[Éléments stockés]
------------------------
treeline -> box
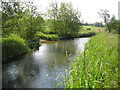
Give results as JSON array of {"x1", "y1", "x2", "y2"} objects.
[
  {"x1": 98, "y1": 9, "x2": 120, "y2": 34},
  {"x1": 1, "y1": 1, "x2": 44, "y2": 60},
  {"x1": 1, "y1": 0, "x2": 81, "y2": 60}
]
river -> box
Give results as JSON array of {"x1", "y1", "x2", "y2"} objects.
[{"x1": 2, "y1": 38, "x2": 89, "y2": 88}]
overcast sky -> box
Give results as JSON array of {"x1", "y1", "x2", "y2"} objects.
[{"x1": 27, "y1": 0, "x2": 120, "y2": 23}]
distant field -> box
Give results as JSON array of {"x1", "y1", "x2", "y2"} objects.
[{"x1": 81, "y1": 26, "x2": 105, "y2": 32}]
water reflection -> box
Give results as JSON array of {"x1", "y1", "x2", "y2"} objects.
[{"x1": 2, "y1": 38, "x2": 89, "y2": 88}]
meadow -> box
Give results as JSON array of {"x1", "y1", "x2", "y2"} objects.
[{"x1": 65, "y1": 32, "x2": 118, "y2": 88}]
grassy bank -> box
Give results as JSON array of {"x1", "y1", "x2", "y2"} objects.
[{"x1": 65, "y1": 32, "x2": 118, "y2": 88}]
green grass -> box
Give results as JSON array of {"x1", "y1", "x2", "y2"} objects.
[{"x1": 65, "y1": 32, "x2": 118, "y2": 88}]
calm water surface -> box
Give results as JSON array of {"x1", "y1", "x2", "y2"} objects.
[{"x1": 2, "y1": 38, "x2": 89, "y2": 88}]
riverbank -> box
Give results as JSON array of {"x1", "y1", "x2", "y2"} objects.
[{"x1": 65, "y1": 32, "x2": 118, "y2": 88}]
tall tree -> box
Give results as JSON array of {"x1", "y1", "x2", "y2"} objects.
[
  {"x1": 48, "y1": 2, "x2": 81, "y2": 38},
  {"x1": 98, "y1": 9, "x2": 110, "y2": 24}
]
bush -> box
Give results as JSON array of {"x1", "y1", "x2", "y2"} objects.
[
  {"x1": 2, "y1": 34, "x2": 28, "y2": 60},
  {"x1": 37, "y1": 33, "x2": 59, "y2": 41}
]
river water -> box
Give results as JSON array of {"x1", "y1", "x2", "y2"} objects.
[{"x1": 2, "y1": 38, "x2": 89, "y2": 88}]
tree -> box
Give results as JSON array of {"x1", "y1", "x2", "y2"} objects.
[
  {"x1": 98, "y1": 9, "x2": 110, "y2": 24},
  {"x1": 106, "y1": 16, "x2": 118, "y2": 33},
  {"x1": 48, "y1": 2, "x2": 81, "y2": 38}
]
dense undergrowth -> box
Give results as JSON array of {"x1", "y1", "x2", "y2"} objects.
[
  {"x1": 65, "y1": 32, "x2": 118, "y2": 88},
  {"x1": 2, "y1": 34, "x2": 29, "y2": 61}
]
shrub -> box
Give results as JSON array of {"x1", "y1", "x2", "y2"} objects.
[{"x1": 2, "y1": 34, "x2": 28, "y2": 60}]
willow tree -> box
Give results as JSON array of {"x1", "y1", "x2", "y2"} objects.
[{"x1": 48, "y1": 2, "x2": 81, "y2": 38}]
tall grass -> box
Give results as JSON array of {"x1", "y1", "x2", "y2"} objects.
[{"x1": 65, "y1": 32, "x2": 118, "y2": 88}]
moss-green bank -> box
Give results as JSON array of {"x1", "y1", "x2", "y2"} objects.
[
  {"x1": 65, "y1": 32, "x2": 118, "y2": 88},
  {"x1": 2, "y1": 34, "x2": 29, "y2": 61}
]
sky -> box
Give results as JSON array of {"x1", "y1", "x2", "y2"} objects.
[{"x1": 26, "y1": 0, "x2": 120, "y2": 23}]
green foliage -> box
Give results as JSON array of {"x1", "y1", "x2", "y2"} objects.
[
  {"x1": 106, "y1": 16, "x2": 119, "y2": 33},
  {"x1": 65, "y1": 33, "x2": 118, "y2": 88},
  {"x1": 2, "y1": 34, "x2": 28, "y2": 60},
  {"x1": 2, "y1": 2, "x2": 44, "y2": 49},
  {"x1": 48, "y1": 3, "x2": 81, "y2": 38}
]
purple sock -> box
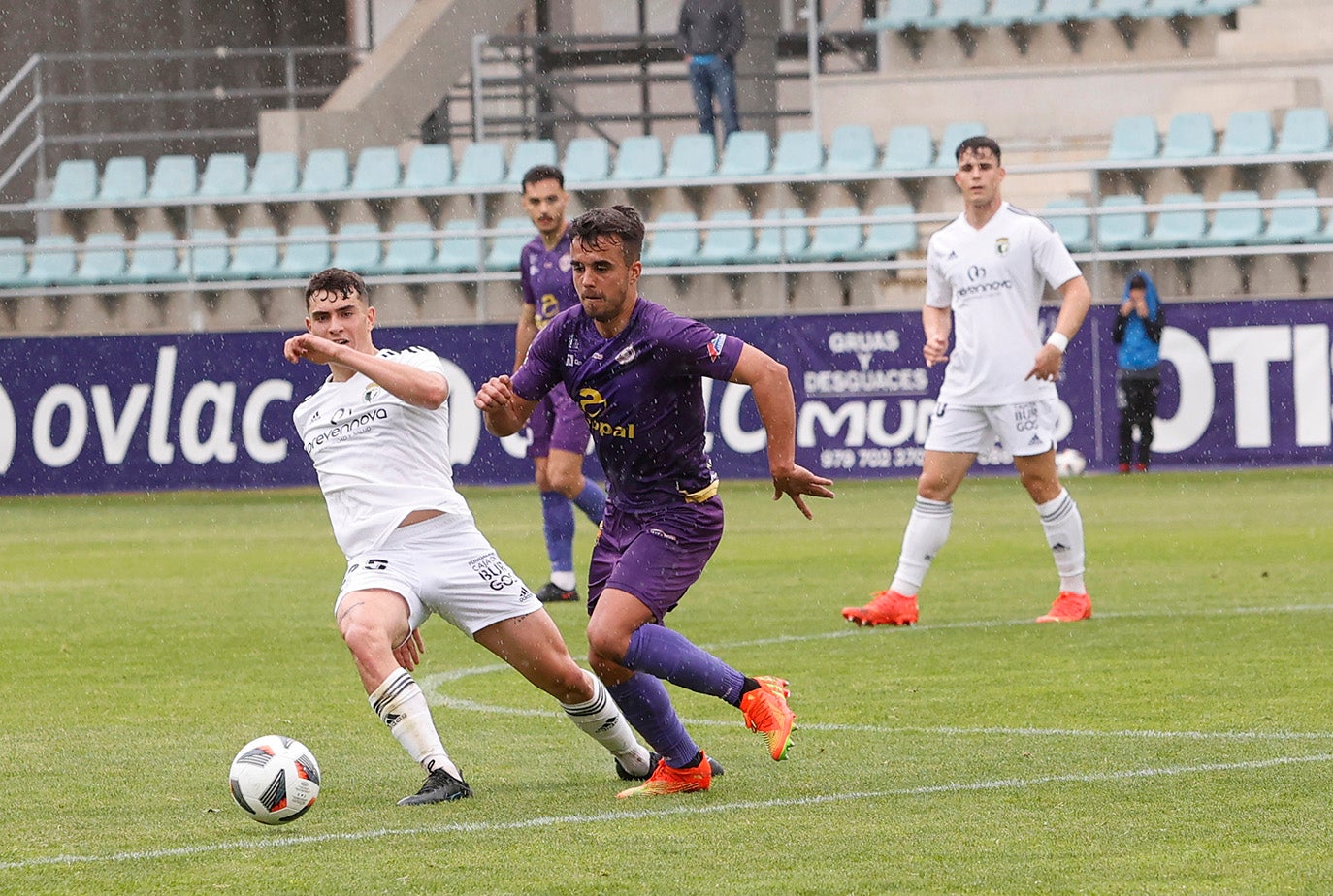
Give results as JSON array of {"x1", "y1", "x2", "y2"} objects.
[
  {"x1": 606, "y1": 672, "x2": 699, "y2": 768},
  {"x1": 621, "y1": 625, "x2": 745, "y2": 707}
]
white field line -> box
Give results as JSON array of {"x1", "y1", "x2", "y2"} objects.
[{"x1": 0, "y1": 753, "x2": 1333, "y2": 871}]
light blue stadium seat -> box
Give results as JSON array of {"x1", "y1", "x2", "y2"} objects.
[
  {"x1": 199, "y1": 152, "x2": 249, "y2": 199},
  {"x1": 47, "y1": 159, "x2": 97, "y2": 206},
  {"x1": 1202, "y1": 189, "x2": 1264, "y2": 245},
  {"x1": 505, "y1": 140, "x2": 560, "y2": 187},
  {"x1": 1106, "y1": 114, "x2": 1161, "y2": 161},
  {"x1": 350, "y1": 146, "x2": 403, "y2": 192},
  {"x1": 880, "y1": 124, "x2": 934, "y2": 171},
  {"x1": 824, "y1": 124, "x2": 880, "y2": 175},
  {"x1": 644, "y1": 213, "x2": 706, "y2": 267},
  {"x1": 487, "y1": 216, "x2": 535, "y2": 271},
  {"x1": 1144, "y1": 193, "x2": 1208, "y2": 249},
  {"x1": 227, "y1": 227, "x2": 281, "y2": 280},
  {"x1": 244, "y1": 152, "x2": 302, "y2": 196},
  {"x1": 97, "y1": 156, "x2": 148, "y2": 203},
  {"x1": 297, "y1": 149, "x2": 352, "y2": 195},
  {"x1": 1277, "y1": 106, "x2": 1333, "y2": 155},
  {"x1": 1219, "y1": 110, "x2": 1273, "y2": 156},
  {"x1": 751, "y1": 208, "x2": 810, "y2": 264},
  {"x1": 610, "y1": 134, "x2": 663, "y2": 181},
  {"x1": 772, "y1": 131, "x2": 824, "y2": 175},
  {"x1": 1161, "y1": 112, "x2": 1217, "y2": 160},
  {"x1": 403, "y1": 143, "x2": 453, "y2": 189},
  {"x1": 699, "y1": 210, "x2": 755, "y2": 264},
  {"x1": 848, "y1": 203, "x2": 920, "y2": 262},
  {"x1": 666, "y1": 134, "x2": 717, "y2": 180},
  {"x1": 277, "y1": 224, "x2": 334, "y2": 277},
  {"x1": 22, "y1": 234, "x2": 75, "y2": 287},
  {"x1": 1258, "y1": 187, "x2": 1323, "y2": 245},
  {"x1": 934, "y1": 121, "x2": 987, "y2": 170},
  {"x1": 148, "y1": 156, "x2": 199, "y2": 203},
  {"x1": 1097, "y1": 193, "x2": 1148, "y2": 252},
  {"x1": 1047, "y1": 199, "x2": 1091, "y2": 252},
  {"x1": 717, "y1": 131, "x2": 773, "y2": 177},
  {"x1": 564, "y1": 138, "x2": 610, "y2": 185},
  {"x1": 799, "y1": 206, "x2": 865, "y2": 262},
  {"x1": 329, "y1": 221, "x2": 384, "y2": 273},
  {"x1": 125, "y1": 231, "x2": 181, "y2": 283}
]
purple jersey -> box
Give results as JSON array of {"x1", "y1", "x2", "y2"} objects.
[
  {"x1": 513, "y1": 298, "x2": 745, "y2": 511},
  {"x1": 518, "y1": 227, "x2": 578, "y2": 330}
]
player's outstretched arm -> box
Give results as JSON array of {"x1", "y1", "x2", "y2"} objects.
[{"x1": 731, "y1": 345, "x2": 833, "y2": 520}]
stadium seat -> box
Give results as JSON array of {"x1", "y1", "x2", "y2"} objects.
------------------------
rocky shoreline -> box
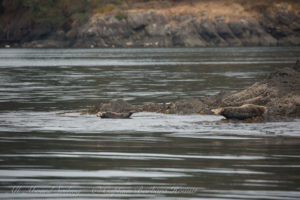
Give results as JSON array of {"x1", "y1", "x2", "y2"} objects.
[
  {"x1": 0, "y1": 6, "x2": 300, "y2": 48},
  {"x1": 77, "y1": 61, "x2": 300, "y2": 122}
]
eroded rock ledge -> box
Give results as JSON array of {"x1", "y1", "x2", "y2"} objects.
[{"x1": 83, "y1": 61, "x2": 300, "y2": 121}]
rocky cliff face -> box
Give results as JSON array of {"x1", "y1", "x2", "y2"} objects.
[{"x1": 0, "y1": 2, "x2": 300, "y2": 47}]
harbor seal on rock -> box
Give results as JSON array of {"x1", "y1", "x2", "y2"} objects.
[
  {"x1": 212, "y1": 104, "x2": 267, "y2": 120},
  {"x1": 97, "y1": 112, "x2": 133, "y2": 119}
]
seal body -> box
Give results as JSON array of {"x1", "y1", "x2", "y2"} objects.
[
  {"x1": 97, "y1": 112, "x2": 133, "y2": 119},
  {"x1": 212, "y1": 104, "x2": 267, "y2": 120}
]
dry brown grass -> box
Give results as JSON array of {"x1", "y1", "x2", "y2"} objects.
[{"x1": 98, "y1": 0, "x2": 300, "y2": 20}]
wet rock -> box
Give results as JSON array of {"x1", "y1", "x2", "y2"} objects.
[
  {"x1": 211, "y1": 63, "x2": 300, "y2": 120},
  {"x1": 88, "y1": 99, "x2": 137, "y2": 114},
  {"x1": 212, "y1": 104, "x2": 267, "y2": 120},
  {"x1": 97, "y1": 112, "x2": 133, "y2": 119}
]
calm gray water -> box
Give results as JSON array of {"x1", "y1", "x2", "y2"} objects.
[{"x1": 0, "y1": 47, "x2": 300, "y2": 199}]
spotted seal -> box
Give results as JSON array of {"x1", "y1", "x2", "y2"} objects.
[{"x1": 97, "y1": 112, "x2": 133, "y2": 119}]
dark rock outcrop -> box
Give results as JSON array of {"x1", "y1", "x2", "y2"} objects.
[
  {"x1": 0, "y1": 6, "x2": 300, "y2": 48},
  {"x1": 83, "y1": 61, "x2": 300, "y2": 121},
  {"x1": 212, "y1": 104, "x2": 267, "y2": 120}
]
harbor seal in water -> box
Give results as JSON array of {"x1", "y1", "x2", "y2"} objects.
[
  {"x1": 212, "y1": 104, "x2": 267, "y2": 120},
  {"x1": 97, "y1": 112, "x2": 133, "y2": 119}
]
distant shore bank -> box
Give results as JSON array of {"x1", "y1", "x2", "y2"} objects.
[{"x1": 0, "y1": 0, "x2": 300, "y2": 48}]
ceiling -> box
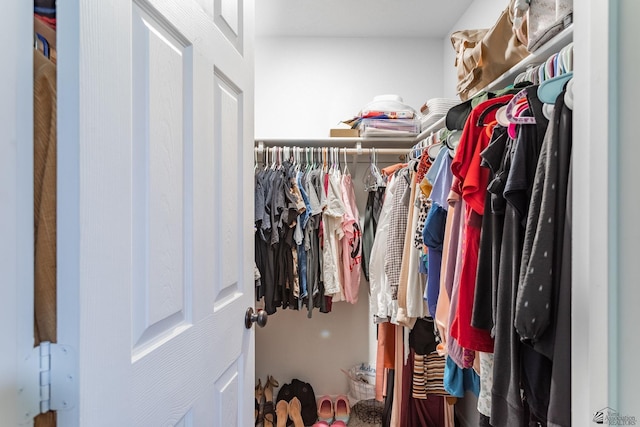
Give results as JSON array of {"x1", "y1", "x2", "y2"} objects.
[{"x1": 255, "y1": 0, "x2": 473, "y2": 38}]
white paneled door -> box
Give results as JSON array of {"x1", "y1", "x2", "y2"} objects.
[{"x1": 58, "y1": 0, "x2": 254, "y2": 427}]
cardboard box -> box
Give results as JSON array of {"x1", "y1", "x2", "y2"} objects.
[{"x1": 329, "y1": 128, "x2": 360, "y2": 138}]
------------------------
Quelles lignes ci-dessus contiennent le mot « stadium » ? Listez-les toutes en les recopiant.

light blue stadium seat -> box
stadium seat -> box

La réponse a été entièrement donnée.